◆ **To be done**:
A. In the passage on Tamale's sanitation, how much does the Assembly spend each year on sanitation and waste management?
B. Which figures, in numbers or number words, appear in the passage on Tamale's sanitation? List every one with what it refers to.
C. Pick up the passage on Tamale's sanitation problems where it stops and carry it on.

Tamale, the fastest growing city in West Africa in recent years, is gradually emerging as a slum despite being adjudged the cleanest city in Ghana on three occasions. This is because, waste and sanitation management has taken a partisan dimension and further made worse by supporters of both the NPP and NDC who have decided to align themselves with either divides of the Dagbon chieftaincy dispute, thereby making many people feign interest in taking part in communal cleanup exercises over the years out of mere resentments.
For instance, during the Administration of NPP’s Mohammed Amin Adam Anta as Mayor of Tamale, most NDC members deliberately refused to take part in general cleanup exercises. The reverse is happening now under the current Administration of Alhaji Abudulai Haruna Friday of the ruling NDC who finds it difficult to rally support from most residents of the city. Thus, the Assembly continue to spend not less than GH¢900,000.00 annually on sanitation and waste management alone, according to an official in the waste management department who wants to remain anonymous.
Also, there are inadequate drainage systems or gutters in over 50 percent of the entire Metropolis which is the cause of life threatening floods in recent years. This has also led to serious erosions thereby making most of the areas dirty and considered as emerging slums.

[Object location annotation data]

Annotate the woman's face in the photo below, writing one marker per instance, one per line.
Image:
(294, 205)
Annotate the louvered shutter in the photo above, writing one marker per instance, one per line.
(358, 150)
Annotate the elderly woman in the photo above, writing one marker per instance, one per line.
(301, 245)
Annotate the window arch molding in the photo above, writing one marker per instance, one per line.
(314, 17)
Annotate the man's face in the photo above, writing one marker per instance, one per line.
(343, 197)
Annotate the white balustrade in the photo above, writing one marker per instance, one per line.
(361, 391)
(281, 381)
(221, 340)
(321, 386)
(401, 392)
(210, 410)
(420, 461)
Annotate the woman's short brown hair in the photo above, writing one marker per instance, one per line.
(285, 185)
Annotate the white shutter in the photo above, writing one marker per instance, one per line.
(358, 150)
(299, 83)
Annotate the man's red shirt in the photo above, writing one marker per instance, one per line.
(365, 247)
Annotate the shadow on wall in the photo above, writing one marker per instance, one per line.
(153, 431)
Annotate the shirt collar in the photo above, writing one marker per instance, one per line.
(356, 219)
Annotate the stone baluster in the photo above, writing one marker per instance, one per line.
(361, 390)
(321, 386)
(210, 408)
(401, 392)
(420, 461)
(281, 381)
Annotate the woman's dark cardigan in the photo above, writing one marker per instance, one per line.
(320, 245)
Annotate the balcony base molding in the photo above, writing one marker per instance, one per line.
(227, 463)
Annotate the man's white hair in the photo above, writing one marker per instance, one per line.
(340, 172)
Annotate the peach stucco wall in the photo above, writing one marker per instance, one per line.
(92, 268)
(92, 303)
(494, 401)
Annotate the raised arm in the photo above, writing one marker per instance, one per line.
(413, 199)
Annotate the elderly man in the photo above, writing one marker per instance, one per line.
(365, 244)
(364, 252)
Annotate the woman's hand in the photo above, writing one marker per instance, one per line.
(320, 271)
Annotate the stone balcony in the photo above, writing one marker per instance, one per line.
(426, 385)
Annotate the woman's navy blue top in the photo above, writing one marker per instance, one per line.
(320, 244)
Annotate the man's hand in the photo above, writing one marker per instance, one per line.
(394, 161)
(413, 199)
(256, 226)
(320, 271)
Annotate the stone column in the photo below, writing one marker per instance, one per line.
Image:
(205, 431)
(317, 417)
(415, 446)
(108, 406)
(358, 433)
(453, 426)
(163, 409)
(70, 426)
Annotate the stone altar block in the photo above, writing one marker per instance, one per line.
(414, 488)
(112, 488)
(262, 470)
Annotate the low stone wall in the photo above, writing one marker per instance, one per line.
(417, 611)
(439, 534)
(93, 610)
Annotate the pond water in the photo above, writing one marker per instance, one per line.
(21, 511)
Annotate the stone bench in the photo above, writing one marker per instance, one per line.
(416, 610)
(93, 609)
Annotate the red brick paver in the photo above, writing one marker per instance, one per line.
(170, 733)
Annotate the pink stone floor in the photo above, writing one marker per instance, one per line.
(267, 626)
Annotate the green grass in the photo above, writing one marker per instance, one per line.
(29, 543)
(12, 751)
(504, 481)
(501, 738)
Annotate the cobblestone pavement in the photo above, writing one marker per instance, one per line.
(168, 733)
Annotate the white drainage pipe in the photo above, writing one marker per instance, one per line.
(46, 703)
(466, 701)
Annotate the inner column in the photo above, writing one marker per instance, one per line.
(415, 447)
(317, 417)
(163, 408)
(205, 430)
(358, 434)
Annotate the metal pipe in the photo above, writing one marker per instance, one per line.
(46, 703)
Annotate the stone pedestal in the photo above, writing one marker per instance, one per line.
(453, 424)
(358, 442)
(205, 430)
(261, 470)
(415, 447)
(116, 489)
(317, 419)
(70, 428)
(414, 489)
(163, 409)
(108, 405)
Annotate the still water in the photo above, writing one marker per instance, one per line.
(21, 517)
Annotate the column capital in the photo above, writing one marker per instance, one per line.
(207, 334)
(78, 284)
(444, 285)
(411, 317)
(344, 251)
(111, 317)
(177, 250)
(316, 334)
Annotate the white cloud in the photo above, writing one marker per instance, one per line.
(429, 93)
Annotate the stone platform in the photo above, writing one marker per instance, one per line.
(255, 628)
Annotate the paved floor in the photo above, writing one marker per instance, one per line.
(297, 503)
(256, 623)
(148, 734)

◆ **Outputs in order**:
A. Not less than GH¢900,000.00 annually.

B.
- Three: the number of times Tamale was adjudged the cleanest city in Ghana
- GH¢900,000.00: the minimum the Assembly spends annually on sanitation and waste management
- 50 percent: the share of the Metropolis, exceeded, that lacks adequate drainage systems or gutters

C.
Cleanliness, the two Holy Books (Bible and Qur’an) say, is next to godliness. But surprisingly, in a largely religious community like Tamale where Christians and Muslims are taught to observe cleanliness in their daily lives and also consider it a spiritual obligation, it is so appalling to see choked reeking gutters and incinerators in almost every corner of nearly all vicinities in the city.
Few examples of vicinities considered by this writer as the dirtiest places in the Metropolis include: Tishegu/Ward K, Kalpohini/Sangani, Kukuo, Duanayili, Changli, Gumani, Jisonaayili, Kanvilli, Vitting, Dabokpa, Koblimahagu, Sakasaka, Nyohini, Lamashegu, Gumbihini, Gurugu, Tamale Polytechnic, Choggu, Bulpiela, Zogbeli, Nyanshegu, among others.
In fact, most of these settlements are turning into slums by the day due to poor planning of buildings and erosion as well as poor waste and sanitation management. When walking through houses in these vicinities, one needs to be very careful or risk stepping into human excreta disposed off carelessly by residents. Majority of residents in Tamale wantonly and inanely dispose-off garbage and defecate anyhow and anywhere they find; be it in the gutters/drainage systems, trenches, nearby bushes or shrubs during the day or night time.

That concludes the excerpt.